#### Provided passage
Re: [PATCH] xfs: require an rcu grace period before inode recycle

From: Brian Foster <bfoster@redhat.com>
To: "Paul E. McKenney" <paulmck@kernel.org>
Cc: "Darrick J. Wong" <djwong@kernel.org>,
	linux-xfs@vger.kernel.org, Dave Chinner <david@fromorbit.com>,
	Al Viro <viro@zeniv.linux.org.uk>, Ian Kent <raven@themaw.net>,
	rcu@vger.kernel.org
Subject: Re: [PATCH] xfs: require an rcu grace period before inode recycle
Date: Mon, 24 Jan 2022 10:12:45 -0500	[thread overview]
Message-ID: <Ye7B7SbCbTPp5jfG@bfoster> (raw)
In-Reply-To: <20220122053019.GE947480@paulmck-ThinkPad-P17-Gen-1>

On Fri, Jan 21, 2022 at 09:30:19PM -0800, Paul E. McKenney wrote:
> On Fri, Jan 21, 2022 at 01:33:46PM -0500, Brian Foster wrote:
> > On Fri, Jan 21, 2022 at 09:26:03AM -0800, Darrick J. Wong wrote:
> > > On Fri, Jan 21, 2022 at 09:24:54AM -0500, Brian Foster wrote:
> > > > The XFS inode allocation algorithm aggressively reuses recently
> > > > freed inodes. This is historical behavior that has been in place for
> > > > quite some time, since XFS was imported to mainline Linux. Once the
> > > > VFS adopted RCUwalk path lookups (also some time ago), this behavior
> > > > became slightly incompatible because the inode recycle path doesn't
> > > > isolate concurrent access to the inode from the VFS.
> > > > 
> > > > This has recently manifested as problems in the VFS when XFS happens
> > > > to change the type or properties of a recently unlinked inode while
> > > > still involved in an RCU lookup. For example, if the VFS refers to a
> > > > previous incarnation of a symlink inode, obtains the ->get_link()
> > > > callback from inode_operations, and the latter happens to change to
> > > > a non-symlink type via a recycle event, the ->get_link() callback
> > > > pointer is reset to NULL and the lookup results in a crash.
> > > 
> > > Hmm, so I guess what you're saying is that if the memory buffer
> > > allocation in ->get_link is slow enough, some other thread can free the
> > > inode, drop it, reallocate it, and reinstantiate it (not as a symlink
> > > this time) all before ->get_link's memory allocation call returns, after
> > > which Bad Things Happen(tm)?
> > > 
> > > Can the lookup thread end up with the wrong inode->i_ops too?
########
#### Record set
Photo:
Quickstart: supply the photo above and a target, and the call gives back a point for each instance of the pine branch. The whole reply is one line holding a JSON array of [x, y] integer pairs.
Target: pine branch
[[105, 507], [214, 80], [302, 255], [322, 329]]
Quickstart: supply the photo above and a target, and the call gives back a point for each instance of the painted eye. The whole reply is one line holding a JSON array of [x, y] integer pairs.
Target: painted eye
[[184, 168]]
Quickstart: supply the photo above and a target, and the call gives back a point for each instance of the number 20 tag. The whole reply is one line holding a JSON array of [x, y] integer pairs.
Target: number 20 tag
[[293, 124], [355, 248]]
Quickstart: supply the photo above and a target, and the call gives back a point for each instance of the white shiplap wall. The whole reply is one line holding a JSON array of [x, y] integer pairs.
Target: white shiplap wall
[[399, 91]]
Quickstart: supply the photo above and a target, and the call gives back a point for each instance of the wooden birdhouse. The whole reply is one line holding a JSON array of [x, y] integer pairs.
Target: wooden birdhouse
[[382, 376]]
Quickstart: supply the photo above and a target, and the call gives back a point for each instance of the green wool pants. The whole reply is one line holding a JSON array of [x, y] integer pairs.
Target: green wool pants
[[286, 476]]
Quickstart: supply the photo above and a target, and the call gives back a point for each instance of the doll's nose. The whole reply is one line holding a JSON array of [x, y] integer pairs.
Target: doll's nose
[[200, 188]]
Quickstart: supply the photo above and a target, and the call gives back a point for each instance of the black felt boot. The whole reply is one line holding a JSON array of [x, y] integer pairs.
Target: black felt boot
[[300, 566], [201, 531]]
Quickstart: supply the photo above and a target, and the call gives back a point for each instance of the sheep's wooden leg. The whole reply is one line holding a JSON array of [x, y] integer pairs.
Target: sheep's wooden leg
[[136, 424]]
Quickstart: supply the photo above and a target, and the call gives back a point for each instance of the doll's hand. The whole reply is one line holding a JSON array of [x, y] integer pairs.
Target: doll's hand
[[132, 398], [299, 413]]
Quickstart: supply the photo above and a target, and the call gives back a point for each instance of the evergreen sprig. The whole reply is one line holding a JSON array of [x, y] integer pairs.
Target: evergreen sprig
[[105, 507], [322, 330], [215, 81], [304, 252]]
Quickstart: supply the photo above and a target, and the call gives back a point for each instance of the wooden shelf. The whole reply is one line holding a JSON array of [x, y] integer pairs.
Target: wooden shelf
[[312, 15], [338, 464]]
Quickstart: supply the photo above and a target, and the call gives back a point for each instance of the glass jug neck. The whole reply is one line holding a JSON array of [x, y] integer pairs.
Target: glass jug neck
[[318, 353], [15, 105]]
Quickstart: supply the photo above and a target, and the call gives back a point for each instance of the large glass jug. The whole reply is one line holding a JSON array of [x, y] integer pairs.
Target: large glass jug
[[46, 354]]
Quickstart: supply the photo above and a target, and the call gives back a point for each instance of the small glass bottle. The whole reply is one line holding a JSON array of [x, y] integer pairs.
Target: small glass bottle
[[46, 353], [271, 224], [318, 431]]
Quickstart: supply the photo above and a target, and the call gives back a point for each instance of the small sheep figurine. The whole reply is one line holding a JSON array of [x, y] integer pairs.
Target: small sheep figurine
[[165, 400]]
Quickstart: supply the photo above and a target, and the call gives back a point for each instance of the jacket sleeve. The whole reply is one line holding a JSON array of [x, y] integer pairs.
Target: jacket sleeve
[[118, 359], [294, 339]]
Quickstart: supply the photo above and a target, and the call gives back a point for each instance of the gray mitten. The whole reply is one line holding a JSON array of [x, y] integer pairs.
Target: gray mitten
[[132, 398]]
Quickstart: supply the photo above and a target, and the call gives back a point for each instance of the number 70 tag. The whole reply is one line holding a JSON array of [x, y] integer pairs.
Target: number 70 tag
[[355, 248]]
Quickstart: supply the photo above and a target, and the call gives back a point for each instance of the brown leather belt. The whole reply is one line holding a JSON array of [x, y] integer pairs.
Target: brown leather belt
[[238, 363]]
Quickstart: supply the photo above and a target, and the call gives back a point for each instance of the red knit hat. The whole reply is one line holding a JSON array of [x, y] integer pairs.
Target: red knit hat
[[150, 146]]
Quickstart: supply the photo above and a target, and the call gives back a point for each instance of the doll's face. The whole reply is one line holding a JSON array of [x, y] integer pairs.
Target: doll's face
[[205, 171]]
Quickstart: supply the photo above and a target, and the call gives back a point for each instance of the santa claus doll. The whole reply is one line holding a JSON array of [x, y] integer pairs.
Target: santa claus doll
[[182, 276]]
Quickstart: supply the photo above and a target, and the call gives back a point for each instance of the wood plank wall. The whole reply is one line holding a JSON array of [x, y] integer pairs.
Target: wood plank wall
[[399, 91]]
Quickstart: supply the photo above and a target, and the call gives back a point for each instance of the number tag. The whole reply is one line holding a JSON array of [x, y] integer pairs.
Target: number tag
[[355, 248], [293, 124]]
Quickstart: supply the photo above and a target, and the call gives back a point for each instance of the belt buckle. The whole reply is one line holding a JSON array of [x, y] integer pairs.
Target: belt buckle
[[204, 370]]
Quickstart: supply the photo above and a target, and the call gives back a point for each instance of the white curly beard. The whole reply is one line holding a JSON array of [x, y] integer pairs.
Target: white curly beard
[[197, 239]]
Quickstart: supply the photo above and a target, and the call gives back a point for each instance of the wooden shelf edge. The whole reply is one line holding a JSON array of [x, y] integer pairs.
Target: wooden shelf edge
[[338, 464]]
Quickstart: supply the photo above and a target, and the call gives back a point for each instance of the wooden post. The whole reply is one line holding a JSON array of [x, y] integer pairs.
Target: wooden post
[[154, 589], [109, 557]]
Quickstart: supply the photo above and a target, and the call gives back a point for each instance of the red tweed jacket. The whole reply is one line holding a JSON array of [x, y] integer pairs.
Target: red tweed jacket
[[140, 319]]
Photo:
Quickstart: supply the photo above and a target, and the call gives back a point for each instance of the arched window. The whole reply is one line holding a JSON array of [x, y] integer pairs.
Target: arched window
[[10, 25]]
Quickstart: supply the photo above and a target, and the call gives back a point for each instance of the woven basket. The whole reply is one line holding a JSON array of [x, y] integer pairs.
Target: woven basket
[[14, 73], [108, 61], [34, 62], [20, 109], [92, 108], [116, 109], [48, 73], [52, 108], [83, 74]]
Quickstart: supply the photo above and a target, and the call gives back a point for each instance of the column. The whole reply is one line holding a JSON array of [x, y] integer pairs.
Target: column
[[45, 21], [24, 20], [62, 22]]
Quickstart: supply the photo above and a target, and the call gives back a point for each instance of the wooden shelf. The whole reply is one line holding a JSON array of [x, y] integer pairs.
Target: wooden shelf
########
• _What to do_
A) In the XFS patch email, what happens to the ->get_link() callback pointer when the inode changes to a non-symlink type through a recycle event?
B) Update the XFS patch email from "From: Brian Foster" up to and including "Message-ID: <Ye7B7SbCbTPp5jfG@bfoster> (raw)", putting "D. Chinner" in place of "Dave Chinner".
C) Write what comes next in the XFS patch email, picking up after its last line.
The records have nothing to do with the XFS patch email.

• _Answers for the tasks_
A) It is reset to NULL, and the lookup results in a crash.

B)
From: Brian Foster <bfoster@redhat.com>
To: "Paul E. McKenney" <paulmck@kernel.org>
Cc: "Darrick J. Wong" <djwong@kernel.org>,
	linux-xfs@vger.kernel.org, D. Chinner <david@fromorbit.com>,
	Al Viro <viro@zeniv.linux.org.uk>, Ian Kent <raven@themaw.net>,
	rcu@vger.kernel.org
Subject: Re: [PATCH] xfs: require an rcu grace period before inode recycle
Date: Mon, 24 Jan 2022 10:12:45 -0500	[thread overview]
Message-ID: <Ye7B7SbCbTPp5jfG@bfoster> (raw)

C)
> > > 
> > 
> > We really don't need to even get into the XFS symlink code to reason
> > about the fundamental form of this issue. Consider that an RCU walk
> > starts, locates a symlink inode, meanwhile XFS recycles that inode into
> > something completely different, then the VFS loads and calls
> > ->get_link() (which is now NULL) on said inode and explodes. So the
> > presumption is that the VFS uses RCU protection to rely on some form of
> > stability of the inode (i.e., that the inode memory isn't freed,
> > callback vectors don't change, etc.).
> > 
> > Validity of the symlink content is a variant of that class of problem,
> > likely already addressed by the recent inline symlink change, but that
> > doesn't address the broader issue.
> > 
> > > > To avoid this class of problem, isolate in-core inodes for recycling
> > > > with an RCU grace period. This is the same level of protection the
> > > > VFS expects for inactivated inodes that are never reused, and so
> > > > guarantees no further concurrent access before the type or
> > > > properties of the inode change. We don't want an unconditional
> > > > synchronize_rcu() event here because that would result in a
> > > > significant performance impact to mixed inode allocation workloads.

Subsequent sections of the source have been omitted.